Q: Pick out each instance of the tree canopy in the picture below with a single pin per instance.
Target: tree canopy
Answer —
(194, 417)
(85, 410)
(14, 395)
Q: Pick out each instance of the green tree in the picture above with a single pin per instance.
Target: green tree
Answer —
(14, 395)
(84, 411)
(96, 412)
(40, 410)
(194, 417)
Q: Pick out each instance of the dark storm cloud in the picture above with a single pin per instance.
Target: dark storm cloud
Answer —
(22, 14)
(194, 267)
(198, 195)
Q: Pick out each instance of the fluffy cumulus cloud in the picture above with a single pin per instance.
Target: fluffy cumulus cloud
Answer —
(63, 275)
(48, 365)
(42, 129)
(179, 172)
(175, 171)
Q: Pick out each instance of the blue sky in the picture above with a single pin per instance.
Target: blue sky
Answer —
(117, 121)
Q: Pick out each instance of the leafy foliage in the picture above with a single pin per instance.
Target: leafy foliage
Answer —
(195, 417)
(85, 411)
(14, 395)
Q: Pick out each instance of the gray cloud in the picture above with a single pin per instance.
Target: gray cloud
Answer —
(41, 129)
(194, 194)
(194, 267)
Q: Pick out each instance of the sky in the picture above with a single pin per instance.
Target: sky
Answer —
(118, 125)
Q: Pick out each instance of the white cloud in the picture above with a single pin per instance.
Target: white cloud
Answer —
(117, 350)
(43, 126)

|---|

What the task asks
Output exactly the lines of the data that run from the one containing "Q: Pick out each instance of the gray" to the very last line, and no others.

Answer box
Q: Pick out each instance of the gray cloud in the picture above with a single pin per instance.
Target: gray cloud
Answer —
(41, 129)
(194, 194)
(194, 267)
Q: Pick out each instance of the sky in the picture above with a single pin per instance.
Target: sky
Answer —
(118, 125)
Q: Pick out each instance of the white cloud in the picture above with a single pin per instance.
Target: white cloud
Answer —
(117, 350)
(43, 126)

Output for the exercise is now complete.